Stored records
※

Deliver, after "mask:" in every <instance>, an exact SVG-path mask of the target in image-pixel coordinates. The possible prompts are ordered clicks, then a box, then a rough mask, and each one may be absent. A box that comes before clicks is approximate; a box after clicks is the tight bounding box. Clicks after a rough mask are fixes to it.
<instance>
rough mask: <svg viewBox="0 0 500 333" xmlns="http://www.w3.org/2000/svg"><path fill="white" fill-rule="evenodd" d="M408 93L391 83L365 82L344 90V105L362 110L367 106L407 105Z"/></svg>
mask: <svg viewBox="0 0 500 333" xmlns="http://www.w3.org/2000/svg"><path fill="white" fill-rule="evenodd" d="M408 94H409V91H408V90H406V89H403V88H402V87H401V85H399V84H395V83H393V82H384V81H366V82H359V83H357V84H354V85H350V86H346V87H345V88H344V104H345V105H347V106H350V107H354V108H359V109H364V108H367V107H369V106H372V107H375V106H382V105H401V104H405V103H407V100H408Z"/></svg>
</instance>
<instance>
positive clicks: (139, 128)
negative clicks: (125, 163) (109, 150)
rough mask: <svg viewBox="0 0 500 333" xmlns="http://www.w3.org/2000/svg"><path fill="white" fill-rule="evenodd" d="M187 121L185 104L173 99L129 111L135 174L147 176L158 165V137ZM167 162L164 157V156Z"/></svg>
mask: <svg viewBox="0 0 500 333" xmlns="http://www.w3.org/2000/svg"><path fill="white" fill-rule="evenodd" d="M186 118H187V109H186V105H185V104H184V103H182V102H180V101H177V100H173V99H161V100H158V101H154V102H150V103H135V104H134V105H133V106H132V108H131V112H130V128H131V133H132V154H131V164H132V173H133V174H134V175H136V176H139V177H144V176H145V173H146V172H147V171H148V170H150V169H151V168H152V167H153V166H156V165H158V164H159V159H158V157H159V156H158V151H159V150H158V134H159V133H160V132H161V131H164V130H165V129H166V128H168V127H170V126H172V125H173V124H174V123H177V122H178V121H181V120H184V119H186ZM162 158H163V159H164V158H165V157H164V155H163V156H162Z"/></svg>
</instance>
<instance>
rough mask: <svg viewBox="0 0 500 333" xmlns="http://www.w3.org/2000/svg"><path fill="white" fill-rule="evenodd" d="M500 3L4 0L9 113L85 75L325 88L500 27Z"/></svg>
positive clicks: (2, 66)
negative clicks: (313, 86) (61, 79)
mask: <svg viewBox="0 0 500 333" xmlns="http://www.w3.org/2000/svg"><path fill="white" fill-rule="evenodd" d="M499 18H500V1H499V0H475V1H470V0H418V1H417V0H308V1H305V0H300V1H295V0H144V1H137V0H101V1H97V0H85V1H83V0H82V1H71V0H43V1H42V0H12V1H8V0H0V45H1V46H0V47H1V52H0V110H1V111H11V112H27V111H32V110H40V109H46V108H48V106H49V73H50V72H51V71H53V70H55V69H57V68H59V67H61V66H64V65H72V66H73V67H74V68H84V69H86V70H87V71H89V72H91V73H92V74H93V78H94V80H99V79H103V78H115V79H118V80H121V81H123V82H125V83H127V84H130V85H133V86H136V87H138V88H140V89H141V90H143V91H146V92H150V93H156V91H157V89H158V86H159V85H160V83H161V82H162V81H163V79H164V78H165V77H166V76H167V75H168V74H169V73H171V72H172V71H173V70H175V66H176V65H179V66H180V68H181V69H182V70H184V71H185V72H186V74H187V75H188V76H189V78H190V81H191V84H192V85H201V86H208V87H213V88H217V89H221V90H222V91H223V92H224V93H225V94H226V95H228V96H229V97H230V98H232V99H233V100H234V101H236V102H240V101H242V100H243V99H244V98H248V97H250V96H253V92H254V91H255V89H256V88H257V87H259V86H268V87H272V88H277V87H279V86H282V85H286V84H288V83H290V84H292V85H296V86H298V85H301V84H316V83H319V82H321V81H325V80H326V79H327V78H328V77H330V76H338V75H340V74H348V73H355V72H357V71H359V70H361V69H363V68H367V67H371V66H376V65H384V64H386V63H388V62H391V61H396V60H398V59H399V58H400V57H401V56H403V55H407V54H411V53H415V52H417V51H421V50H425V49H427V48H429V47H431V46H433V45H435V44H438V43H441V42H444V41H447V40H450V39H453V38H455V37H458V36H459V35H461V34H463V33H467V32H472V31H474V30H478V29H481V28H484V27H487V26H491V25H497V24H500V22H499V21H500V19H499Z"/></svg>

※

◆ Task details
Exact duplication of all the data above is expected.

◆ Result of this task
Deliver, after "mask:" in every <instance>, an exact SVG-path mask of the target in image-pixel coordinates. The possible prompts are ordered clicks, then a box, then a rough mask, and each one may be absent. A box that comes before clicks is approximate; a box after clicks is the tight bounding box. Clicks after a rough mask are fixes to it.
<instance>
rough mask: <svg viewBox="0 0 500 333" xmlns="http://www.w3.org/2000/svg"><path fill="white" fill-rule="evenodd" d="M408 93L391 83L365 82L344 90V105L362 110L367 106L407 105Z"/></svg>
mask: <svg viewBox="0 0 500 333" xmlns="http://www.w3.org/2000/svg"><path fill="white" fill-rule="evenodd" d="M408 94H409V91H408V90H406V89H403V88H402V87H401V85H399V84H395V83H393V82H384V81H366V82H359V83H357V84H354V85H350V86H346V87H345V88H344V104H345V105H347V106H350V107H354V108H359V109H364V108H367V107H369V106H372V107H375V106H382V105H401V104H405V103H407V100H408Z"/></svg>
</instance>
<instance>
positive clicks: (139, 128)
negative clicks: (125, 163) (109, 150)
rough mask: <svg viewBox="0 0 500 333" xmlns="http://www.w3.org/2000/svg"><path fill="white" fill-rule="evenodd" d="M187 121L185 104L173 99L129 111L135 174L147 176L158 165V137ZM167 162L164 157V156Z"/></svg>
mask: <svg viewBox="0 0 500 333" xmlns="http://www.w3.org/2000/svg"><path fill="white" fill-rule="evenodd" d="M186 118H187V109H186V105H185V104H184V103H182V102H180V101H177V100H173V99H161V100H158V101H154V102H150V103H135V104H134V105H133V106H132V108H131V112H130V128H131V133H132V154H131V164H132V173H133V174H134V175H136V176H139V177H144V176H145V173H146V172H147V171H148V170H150V169H151V168H152V167H153V166H156V165H158V164H159V159H158V157H159V156H158V151H159V150H158V134H159V133H160V132H161V131H164V130H165V129H166V128H168V127H170V126H172V125H173V124H174V123H177V122H178V121H181V120H184V119H186ZM162 158H163V159H164V158H165V157H164V155H163V156H162Z"/></svg>
</instance>
<instance>
rough mask: <svg viewBox="0 0 500 333" xmlns="http://www.w3.org/2000/svg"><path fill="white" fill-rule="evenodd" d="M500 3L4 0L9 113L85 75L325 88L500 27Z"/></svg>
positive clicks: (2, 66)
negative clicks: (313, 86) (61, 79)
mask: <svg viewBox="0 0 500 333" xmlns="http://www.w3.org/2000/svg"><path fill="white" fill-rule="evenodd" d="M499 18H500V1H499V0H475V1H470V0H418V1H417V0H308V1H305V0H300V1H295V0H144V1H137V0H101V1H97V0H85V1H83V0H82V1H71V0H43V1H42V0H12V1H8V0H0V45H1V46H0V47H1V52H0V110H1V111H11V112H27V111H32V110H40V109H46V108H48V106H49V73H50V72H51V71H53V70H55V69H57V68H59V67H61V66H64V65H72V66H73V67H74V68H84V69H86V70H87V71H89V72H91V73H92V74H93V78H94V80H99V79H103V78H115V79H118V80H121V81H123V82H125V83H127V84H130V85H133V86H136V87H138V88H140V89H141V90H143V91H146V92H150V93H156V91H157V89H158V86H159V85H160V83H161V82H162V81H163V79H164V78H165V77H166V76H167V75H168V74H169V73H171V72H172V71H173V70H175V66H176V65H179V66H180V68H181V69H182V70H184V71H185V72H186V74H187V75H188V76H189V78H190V81H191V84H192V85H201V86H208V87H213V88H217V89H221V90H222V91H223V92H224V93H225V94H226V95H228V96H229V97H230V98H232V99H233V100H234V101H236V102H240V101H242V100H243V99H244V98H248V97H250V96H253V92H254V91H255V89H256V88H257V87H259V86H268V87H272V88H277V87H279V86H282V85H286V84H288V83H290V84H292V85H296V86H298V85H301V84H316V83H319V82H321V81H325V80H326V79H327V78H328V77H330V76H338V75H340V74H348V73H355V72H357V71H359V70H361V69H363V68H367V67H371V66H376V65H384V64H386V63H388V62H391V61H396V60H398V59H399V58H400V57H401V56H403V55H407V54H411V53H415V52H417V51H421V50H425V49H427V48H429V47H431V46H433V45H435V44H438V43H441V42H444V41H447V40H450V39H453V38H455V37H458V36H459V35H461V34H463V33H467V32H472V31H474V30H478V29H481V28H484V27H487V26H491V25H497V24H500V22H499V21H500V19H499Z"/></svg>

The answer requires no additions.